** START OF Excerpted text **
Its output is not only YAML. It also includes:

  • repository shape classification,
  • the execution path of each job,
  • trigger configuration,
  • permissions and secret assumptions,
  • tool-version sources,
  • missing local entrypoints or task targets,
  • actual validation status,
  • follow-up recommendations when parity is incomplete.

From a design perspective, it is closer to a Go CI architecture decision system than to a GitHub Actions template generator.

2. Background and Problems

The main problem this skill addresses is not "people do not know GitHub Actions syntax." The deeper problems in Go-repository CI are usually these:

  • CI drifts away from the way the repository runs locally,
  • repository shape is misclassified, so the workflow architecture does not fit the repository,
  • no explicit degradation exists, so a repo with no stable entrypoints still gets represented as if full local parity existed.

Without a clear framework, the most common distortions fall into eight categories:

Problem Typical consequence
Repository shape is never checked first Monorepos, multi-module repos, services, and libraries all get forced into the same template
Makefile or local entrypoints are not reused first Local and CI execution drift apart, making debugging harder
Job splitting is poorly designed Everything is packed into one job, or expensive jobs are forced into every PR
Go version or tool versions are hardcoded go.mod and CI fall out of sync, and upgrades become uncontrolled
Engineering details such as concurrency, timeout, or cache are omitted Builds are slower and redundant runs waste resources
Permissions and secret boundaries are unclear Fork PR safety is ignored and the workflow trust model remains vague
The repo lacks stable entrypoints but the workflow still pretends local parity is complete CI appears polished, but no local reproduction path actually exists
Output is unstructured Teams cannot see why the workflow was designed this way or what is still missing

The design logic of go-ci-workflow is to make "how does this repository actually run?" explicit before deciding "what should the CI look like?"
** END OF Excerpted text **
_Short task A_: Copy out the region labeling rows from the line containing "the small round" down through the line containing "[104,242,127,259]", both ends included and requests and all. Scale every bounding-box coordinate in the answers by 0.85, rounding to whole numbers with halves going up.
The text and the rows come from two different sources.
** START OF Records provided **
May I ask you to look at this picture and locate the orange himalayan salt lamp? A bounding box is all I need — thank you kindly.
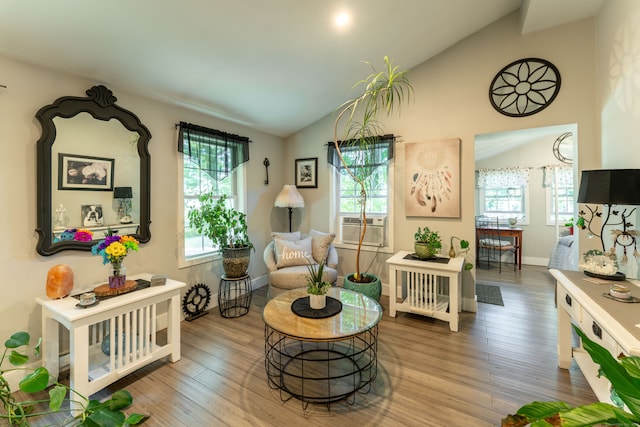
[47,264,73,299]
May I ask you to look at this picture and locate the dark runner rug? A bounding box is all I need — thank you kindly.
[476,283,504,306]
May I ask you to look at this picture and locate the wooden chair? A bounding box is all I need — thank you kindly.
[476,217,517,273]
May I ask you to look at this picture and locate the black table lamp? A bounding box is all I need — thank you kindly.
[578,169,640,260]
[113,187,133,224]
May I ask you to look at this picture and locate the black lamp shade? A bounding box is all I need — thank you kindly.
[113,187,133,199]
[578,169,640,205]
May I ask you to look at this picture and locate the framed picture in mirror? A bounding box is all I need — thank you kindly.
[58,153,115,191]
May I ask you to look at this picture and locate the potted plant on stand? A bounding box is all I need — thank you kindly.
[307,260,331,310]
[333,56,413,301]
[413,226,442,259]
[188,192,253,278]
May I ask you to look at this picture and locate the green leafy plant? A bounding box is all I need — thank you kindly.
[413,226,442,249]
[502,325,640,427]
[333,56,413,283]
[0,332,149,427]
[449,236,473,270]
[187,192,253,250]
[307,260,331,295]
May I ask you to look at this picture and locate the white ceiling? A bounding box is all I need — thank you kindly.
[0,0,604,136]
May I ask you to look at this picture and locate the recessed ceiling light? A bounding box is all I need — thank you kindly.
[335,12,351,27]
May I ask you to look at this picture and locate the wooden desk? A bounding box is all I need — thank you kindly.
[476,227,522,270]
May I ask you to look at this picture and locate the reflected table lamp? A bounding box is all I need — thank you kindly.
[113,187,133,224]
[578,169,640,257]
[275,184,304,232]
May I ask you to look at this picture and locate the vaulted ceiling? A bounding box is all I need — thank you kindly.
[0,0,604,136]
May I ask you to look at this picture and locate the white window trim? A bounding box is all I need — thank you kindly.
[328,160,395,254]
[177,153,247,269]
[476,185,531,225]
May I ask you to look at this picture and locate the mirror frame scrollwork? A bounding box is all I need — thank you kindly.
[36,85,151,256]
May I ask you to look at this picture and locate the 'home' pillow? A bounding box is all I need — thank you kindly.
[309,228,336,264]
[274,237,313,268]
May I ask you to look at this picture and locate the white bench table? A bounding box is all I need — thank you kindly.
[387,251,464,332]
[36,274,186,413]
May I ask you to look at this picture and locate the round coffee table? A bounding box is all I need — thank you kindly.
[262,287,382,408]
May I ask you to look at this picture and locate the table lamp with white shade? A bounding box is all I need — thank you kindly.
[275,184,304,232]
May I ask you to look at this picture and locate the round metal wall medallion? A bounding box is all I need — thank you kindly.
[489,58,560,117]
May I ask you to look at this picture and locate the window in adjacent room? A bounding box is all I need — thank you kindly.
[544,166,575,226]
[178,122,249,267]
[327,135,395,247]
[476,168,529,224]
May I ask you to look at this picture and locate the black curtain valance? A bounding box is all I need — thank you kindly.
[327,134,396,170]
[178,122,251,181]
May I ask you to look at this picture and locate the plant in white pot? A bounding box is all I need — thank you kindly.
[333,56,413,300]
[413,226,442,259]
[188,192,253,278]
[307,260,331,310]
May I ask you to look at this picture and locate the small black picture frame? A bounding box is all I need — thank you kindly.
[296,157,318,188]
[58,153,115,191]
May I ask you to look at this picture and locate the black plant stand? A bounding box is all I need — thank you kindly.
[218,274,253,318]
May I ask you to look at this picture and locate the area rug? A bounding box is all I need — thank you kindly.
[476,283,504,306]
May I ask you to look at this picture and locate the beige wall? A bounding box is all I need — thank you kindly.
[286,13,599,308]
[0,57,285,340]
[596,0,640,277]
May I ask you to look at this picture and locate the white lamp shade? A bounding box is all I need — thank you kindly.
[276,185,304,208]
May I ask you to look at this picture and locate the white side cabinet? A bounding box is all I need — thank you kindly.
[549,269,640,403]
[387,251,464,332]
[37,274,186,412]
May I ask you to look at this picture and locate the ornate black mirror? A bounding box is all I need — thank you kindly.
[36,86,151,255]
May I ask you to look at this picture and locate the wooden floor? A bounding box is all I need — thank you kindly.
[31,265,596,427]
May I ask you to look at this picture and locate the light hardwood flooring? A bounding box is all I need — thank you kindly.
[28,265,597,427]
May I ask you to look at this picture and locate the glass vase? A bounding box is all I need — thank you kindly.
[109,261,127,289]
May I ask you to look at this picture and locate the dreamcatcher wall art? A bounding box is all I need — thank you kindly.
[405,138,460,218]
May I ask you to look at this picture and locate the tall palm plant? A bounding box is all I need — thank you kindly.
[333,56,413,282]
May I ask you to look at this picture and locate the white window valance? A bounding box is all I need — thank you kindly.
[476,167,531,188]
[542,165,573,187]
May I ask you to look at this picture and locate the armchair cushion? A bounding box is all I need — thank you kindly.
[274,237,313,268]
[309,229,336,264]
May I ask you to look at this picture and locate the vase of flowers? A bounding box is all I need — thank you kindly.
[91,236,138,289]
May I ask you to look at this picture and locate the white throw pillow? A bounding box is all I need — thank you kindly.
[271,231,302,241]
[309,228,336,264]
[274,237,313,268]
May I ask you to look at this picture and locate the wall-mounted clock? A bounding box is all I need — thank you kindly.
[489,58,560,117]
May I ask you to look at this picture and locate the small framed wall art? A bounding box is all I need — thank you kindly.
[296,157,318,188]
[58,153,115,191]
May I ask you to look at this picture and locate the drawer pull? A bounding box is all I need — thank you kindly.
[591,322,602,339]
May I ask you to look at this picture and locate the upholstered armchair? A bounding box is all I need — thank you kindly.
[263,230,338,298]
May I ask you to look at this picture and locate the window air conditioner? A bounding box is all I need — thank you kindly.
[340,216,387,246]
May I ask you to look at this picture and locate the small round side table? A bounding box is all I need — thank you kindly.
[218,274,252,318]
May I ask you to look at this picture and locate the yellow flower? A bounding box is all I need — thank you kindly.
[104,242,127,259]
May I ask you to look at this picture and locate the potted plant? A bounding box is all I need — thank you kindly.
[0,332,149,426]
[307,260,331,310]
[413,226,442,259]
[188,192,253,278]
[502,325,640,427]
[449,236,473,270]
[333,56,413,300]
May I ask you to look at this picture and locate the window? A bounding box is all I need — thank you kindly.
[178,123,249,267]
[544,166,575,225]
[476,168,529,224]
[327,135,395,246]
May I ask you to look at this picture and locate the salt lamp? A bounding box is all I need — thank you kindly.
[47,264,73,299]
** END OF Records provided **
_Short task B_: According to the text on the go-ci-workflow skill, how many categories do the most common distortions fall into without a clear framework?

_Exercise solution A_:
May I ask you to look at this picture and locate the small round side table? A bounding box is all I need — thank you kindly.
[185,233,214,270]
May I ask you to look at this picture and locate the yellow flower? A bounding box is all I need — thank you kindly.
[88,206,108,220]

_Exercise solution B_: Eight categories.